◆ **What needs to be done**
Update the part of the listing starting at the line that contains "object_query: bridge deck" and ending at the line that contains "[0,49,344,150]", replacing "Run detection" with "Perform detection" and leaving everything else unchanged. Return only those lines.

◆ **Data provided**
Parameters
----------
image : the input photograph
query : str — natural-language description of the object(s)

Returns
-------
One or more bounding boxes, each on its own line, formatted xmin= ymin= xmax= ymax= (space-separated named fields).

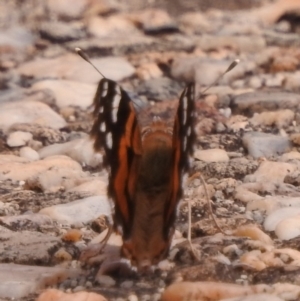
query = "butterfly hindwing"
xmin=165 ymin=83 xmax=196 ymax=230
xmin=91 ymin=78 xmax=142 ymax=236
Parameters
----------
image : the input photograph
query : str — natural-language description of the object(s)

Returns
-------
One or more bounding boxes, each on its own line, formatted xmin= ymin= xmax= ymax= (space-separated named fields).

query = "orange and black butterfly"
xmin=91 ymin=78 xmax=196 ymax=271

==

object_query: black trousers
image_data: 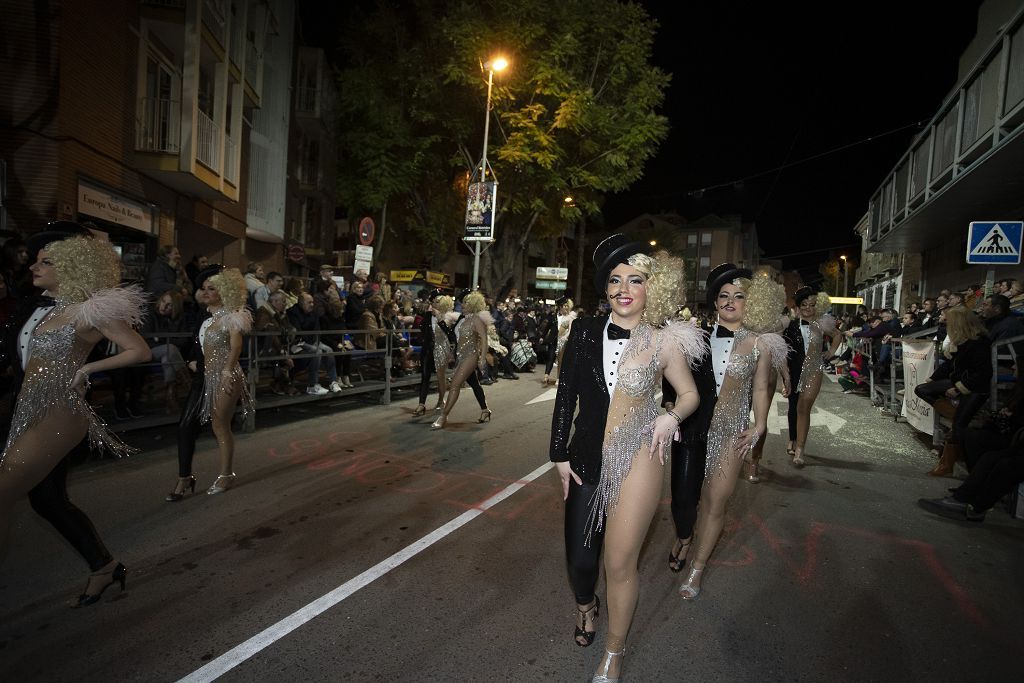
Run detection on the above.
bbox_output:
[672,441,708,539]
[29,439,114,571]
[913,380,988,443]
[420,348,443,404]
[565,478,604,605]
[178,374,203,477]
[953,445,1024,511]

==

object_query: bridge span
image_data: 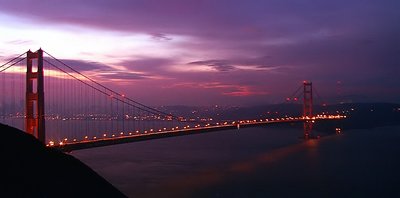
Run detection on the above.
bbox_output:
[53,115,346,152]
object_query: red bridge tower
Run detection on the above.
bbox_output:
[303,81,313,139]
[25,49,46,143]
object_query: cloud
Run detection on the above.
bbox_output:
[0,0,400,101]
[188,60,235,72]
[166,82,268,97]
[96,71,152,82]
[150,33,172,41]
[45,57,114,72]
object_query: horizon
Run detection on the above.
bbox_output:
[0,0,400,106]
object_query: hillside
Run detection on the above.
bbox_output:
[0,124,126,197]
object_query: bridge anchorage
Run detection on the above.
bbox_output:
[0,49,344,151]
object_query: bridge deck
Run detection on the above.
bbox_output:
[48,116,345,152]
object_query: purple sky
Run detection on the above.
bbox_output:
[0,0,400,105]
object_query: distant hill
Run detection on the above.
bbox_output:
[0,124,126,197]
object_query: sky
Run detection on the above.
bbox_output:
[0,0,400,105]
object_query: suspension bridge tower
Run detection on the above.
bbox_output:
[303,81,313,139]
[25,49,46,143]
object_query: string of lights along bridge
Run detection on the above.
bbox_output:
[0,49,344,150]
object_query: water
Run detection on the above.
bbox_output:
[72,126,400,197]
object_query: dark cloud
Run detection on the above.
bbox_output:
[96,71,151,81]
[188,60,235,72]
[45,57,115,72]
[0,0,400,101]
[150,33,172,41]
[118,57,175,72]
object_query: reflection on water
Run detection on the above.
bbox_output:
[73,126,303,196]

◆ **Answer to the exercise**
object_query: bridge deck
Perform detection on the above.
bbox_output:
[48,116,345,152]
object_query: purple sky
Perform detection on the above.
bbox_output:
[0,0,400,105]
object_query: distant hill
Perform detection on the above.
bbox_output:
[0,124,126,197]
object_query: sky
Perform detection on the above.
bbox_output:
[0,0,400,105]
object_query: suspension bridge tower
Perform detection on the above.
bbox_output:
[303,81,313,139]
[25,49,46,143]
object_query: string of lights along bridge
Perform detection on the above.
bbox_output:
[0,49,344,150]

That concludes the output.